──────── MATERIAL PROVIDED ────────

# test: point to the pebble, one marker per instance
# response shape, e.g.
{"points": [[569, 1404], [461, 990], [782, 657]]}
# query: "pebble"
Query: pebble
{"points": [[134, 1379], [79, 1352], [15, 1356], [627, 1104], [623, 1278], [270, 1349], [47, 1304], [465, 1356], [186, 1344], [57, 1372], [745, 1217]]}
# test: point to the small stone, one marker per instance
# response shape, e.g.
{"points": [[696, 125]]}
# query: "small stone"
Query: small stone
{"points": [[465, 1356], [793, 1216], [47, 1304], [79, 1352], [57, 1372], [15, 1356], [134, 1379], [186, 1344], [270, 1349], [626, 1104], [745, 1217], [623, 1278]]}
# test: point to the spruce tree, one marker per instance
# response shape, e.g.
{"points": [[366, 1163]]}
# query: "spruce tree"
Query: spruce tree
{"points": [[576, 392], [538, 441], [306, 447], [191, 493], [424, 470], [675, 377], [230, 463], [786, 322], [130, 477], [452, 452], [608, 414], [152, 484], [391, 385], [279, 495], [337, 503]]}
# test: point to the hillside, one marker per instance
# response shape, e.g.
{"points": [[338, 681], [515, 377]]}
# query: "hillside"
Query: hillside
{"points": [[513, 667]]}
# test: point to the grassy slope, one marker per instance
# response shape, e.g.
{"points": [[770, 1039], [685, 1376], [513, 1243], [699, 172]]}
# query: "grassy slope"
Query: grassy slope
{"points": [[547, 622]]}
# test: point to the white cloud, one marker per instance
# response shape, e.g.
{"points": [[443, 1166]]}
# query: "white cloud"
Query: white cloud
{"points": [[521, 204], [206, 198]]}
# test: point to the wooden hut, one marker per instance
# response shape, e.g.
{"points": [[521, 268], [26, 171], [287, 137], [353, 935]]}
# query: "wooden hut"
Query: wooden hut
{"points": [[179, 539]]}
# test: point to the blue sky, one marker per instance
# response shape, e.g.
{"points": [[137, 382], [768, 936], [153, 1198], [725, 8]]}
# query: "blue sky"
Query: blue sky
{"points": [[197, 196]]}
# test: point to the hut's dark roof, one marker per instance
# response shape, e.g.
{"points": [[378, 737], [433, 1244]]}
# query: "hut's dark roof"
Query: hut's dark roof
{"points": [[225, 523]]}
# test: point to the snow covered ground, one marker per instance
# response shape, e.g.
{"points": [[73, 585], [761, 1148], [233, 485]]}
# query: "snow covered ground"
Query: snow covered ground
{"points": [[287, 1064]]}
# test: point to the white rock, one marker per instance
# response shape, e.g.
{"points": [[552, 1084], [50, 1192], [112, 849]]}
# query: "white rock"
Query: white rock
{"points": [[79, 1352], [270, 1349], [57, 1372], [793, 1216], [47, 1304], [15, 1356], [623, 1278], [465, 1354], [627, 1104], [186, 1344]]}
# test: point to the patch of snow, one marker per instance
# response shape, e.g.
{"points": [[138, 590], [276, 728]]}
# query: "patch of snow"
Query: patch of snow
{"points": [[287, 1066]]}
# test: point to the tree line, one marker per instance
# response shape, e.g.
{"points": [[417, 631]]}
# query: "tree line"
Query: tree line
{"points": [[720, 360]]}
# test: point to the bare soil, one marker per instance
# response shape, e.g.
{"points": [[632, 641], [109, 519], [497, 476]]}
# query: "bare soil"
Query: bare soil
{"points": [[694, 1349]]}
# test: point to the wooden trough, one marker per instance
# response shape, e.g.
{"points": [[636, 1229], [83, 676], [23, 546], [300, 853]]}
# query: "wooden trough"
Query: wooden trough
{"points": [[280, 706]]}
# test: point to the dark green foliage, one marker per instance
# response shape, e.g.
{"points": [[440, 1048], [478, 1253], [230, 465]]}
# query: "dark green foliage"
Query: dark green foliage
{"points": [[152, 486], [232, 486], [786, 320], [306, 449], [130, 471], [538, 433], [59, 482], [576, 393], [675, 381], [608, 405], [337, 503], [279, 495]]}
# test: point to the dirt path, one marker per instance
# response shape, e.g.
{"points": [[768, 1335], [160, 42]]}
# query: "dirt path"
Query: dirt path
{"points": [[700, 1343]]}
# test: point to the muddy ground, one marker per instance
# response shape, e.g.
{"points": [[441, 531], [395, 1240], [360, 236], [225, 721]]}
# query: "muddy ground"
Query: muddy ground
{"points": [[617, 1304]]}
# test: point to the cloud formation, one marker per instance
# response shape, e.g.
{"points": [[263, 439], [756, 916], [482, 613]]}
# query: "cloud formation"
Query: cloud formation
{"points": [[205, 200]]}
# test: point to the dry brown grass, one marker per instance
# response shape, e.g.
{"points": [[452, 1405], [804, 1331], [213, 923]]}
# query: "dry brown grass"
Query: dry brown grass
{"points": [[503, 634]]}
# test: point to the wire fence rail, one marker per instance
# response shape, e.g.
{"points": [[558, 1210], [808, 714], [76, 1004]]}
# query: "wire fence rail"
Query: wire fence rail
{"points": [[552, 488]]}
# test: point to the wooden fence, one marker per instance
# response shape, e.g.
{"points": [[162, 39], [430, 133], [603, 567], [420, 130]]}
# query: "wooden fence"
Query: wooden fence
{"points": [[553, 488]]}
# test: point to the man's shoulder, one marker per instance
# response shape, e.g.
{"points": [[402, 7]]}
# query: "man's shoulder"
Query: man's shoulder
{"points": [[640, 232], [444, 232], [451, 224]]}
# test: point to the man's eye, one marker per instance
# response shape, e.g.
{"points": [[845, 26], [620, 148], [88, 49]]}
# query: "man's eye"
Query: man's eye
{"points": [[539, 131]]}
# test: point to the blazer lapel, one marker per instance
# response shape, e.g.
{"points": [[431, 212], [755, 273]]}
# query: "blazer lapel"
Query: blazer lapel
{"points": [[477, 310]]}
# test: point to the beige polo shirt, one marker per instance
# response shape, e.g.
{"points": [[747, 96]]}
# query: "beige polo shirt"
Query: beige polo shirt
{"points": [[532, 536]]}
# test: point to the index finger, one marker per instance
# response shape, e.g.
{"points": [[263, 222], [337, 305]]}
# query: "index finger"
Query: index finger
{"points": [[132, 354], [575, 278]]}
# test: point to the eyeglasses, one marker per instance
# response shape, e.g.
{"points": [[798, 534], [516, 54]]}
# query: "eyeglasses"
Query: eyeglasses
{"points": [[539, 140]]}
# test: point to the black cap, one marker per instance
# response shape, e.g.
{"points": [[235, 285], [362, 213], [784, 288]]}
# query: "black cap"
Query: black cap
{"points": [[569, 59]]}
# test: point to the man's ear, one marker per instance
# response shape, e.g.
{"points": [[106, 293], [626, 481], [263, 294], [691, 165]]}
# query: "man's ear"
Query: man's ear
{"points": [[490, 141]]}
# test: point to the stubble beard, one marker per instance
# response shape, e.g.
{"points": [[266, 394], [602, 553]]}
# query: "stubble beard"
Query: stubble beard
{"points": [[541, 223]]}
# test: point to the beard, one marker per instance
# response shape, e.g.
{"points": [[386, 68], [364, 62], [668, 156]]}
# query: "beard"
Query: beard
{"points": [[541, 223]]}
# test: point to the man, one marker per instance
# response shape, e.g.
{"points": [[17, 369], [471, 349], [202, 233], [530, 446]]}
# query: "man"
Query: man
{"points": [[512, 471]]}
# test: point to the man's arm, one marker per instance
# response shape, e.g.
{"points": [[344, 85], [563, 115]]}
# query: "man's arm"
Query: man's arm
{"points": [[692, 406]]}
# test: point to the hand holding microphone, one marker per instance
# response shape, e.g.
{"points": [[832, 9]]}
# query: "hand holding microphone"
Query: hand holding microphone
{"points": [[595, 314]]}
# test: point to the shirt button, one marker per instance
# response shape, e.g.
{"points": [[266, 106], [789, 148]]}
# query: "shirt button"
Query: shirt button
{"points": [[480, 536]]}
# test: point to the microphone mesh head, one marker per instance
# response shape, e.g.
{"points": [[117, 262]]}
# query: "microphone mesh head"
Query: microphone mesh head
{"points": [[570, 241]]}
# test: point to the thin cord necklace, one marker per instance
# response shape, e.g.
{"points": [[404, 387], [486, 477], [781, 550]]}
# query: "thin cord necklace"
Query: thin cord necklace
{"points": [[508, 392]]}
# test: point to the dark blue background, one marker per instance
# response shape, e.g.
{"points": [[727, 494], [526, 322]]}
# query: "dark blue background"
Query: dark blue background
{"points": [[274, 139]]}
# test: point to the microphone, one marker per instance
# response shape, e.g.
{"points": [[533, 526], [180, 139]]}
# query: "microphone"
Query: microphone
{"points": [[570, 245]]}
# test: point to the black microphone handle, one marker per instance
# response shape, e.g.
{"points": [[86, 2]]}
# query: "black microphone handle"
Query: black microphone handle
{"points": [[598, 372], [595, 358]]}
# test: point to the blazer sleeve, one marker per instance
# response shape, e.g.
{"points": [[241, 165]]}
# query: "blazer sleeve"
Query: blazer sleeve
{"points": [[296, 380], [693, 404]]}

────────

Repeat only the stretch of lines that opens with the line containing "# test: point to the dark blue" and closes with the final line of the entries, both included, exactly as written.

# test: point to the dark blue background, one marker per instance
# response shape, e.g.
{"points": [[727, 494], [526, 322]]}
# query: "dark blue background"
Query: dark blue background
{"points": [[274, 139]]}
# test: point to the microphone, one marker per instance
# response shape, e.g.
{"points": [[533, 526], [180, 139]]}
# query: "microphone"
Query: microphone
{"points": [[570, 245]]}
# test: point to the black microphone handle, one marker per instance
# response shape, e.g.
{"points": [[86, 2]]}
# query: "black microphone handle"
Query: black microphone handle
{"points": [[598, 372], [595, 358]]}
# test: point to the blazer sleeve, one marker per instance
# response shape, e.g.
{"points": [[241, 165]]}
# query: "blazer sleeve"
Query: blazer sleeve
{"points": [[296, 380], [693, 404]]}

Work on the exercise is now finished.